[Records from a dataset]
--- --- ---

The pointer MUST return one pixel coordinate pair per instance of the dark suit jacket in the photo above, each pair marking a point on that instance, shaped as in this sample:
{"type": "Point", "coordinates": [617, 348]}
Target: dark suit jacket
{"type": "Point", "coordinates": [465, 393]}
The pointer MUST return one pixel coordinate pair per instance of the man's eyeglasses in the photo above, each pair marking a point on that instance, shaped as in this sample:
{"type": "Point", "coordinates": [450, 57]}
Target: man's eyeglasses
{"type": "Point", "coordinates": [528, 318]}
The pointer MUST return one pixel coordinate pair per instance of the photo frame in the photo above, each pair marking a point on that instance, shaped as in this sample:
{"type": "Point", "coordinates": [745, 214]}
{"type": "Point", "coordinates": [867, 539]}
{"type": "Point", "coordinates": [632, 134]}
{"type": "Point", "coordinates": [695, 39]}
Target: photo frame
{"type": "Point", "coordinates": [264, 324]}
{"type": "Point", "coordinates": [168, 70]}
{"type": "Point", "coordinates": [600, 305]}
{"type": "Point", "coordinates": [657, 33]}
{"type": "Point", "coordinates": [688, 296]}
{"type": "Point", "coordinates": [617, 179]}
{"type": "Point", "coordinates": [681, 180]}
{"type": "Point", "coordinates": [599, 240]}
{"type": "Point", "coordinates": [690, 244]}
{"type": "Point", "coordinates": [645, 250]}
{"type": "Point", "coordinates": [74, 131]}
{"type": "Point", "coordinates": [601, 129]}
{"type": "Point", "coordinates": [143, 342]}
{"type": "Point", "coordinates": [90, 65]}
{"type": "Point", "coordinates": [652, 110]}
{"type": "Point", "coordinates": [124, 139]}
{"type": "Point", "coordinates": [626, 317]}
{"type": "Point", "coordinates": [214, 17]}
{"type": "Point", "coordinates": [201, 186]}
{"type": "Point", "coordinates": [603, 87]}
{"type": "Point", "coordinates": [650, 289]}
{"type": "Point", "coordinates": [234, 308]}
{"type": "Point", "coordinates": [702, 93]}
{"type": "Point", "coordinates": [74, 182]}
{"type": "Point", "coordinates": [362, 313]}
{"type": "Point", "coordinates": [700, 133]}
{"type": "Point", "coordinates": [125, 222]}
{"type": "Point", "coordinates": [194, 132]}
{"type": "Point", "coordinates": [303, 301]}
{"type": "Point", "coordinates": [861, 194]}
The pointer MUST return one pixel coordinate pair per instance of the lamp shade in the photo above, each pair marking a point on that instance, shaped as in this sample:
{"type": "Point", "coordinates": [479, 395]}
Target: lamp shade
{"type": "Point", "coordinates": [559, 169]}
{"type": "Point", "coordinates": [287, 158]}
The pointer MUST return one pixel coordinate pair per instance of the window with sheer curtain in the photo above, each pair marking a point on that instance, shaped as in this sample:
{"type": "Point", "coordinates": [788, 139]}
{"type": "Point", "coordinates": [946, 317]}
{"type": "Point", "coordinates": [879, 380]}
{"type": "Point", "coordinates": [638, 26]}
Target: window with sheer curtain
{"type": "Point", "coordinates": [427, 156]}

--- --- ---

WHAT TO DO:
Nothing is to be left out: set down all the records again exactly.

SOLVED EXERCISE:
The pointer MUST return one pixel coordinate pair per instance of the dark suit jacket in the photo above, each pair marking a point on that instance, shaped as in this sample:
{"type": "Point", "coordinates": [617, 348]}
Target: dark suit jacket
{"type": "Point", "coordinates": [465, 393]}
The pointer MUST return one pixel coordinate pair per instance of the man's eyeglasses in the photo above, each pair marking a point on that instance, shaped as in this sample:
{"type": "Point", "coordinates": [450, 57]}
Target: man's eyeglasses
{"type": "Point", "coordinates": [528, 318]}
The pointer MUST return one pixel coordinate pair per instance of the photo frame in the photo above, each pair marking a point on that instance, shaped as in this sample:
{"type": "Point", "coordinates": [745, 214]}
{"type": "Point", "coordinates": [867, 539]}
{"type": "Point", "coordinates": [632, 134]}
{"type": "Point", "coordinates": [695, 39]}
Target: photo frame
{"type": "Point", "coordinates": [264, 324]}
{"type": "Point", "coordinates": [168, 70]}
{"type": "Point", "coordinates": [600, 305]}
{"type": "Point", "coordinates": [657, 33]}
{"type": "Point", "coordinates": [688, 296]}
{"type": "Point", "coordinates": [617, 179]}
{"type": "Point", "coordinates": [681, 180]}
{"type": "Point", "coordinates": [599, 240]}
{"type": "Point", "coordinates": [690, 244]}
{"type": "Point", "coordinates": [645, 250]}
{"type": "Point", "coordinates": [74, 131]}
{"type": "Point", "coordinates": [601, 129]}
{"type": "Point", "coordinates": [143, 342]}
{"type": "Point", "coordinates": [90, 65]}
{"type": "Point", "coordinates": [652, 110]}
{"type": "Point", "coordinates": [124, 139]}
{"type": "Point", "coordinates": [626, 317]}
{"type": "Point", "coordinates": [214, 17]}
{"type": "Point", "coordinates": [201, 186]}
{"type": "Point", "coordinates": [603, 87]}
{"type": "Point", "coordinates": [650, 289]}
{"type": "Point", "coordinates": [234, 308]}
{"type": "Point", "coordinates": [702, 93]}
{"type": "Point", "coordinates": [74, 182]}
{"type": "Point", "coordinates": [362, 313]}
{"type": "Point", "coordinates": [700, 133]}
{"type": "Point", "coordinates": [125, 222]}
{"type": "Point", "coordinates": [194, 132]}
{"type": "Point", "coordinates": [303, 301]}
{"type": "Point", "coordinates": [861, 194]}
The pointer MUST return one pixel coordinate pair per instance of the lamp shade in the photo above, each pair marking a point on that instance, shaped as in this sample:
{"type": "Point", "coordinates": [479, 395]}
Target: lamp shade
{"type": "Point", "coordinates": [559, 169]}
{"type": "Point", "coordinates": [287, 158]}
The pointer MUST return one pixel coordinate pair per instance of the window with sheer curtain in the photo above, each pair marking a point on that instance, shaped as in this sample:
{"type": "Point", "coordinates": [788, 139]}
{"type": "Point", "coordinates": [946, 317]}
{"type": "Point", "coordinates": [879, 380]}
{"type": "Point", "coordinates": [638, 26]}
Target: window with sheer curtain
{"type": "Point", "coordinates": [427, 156]}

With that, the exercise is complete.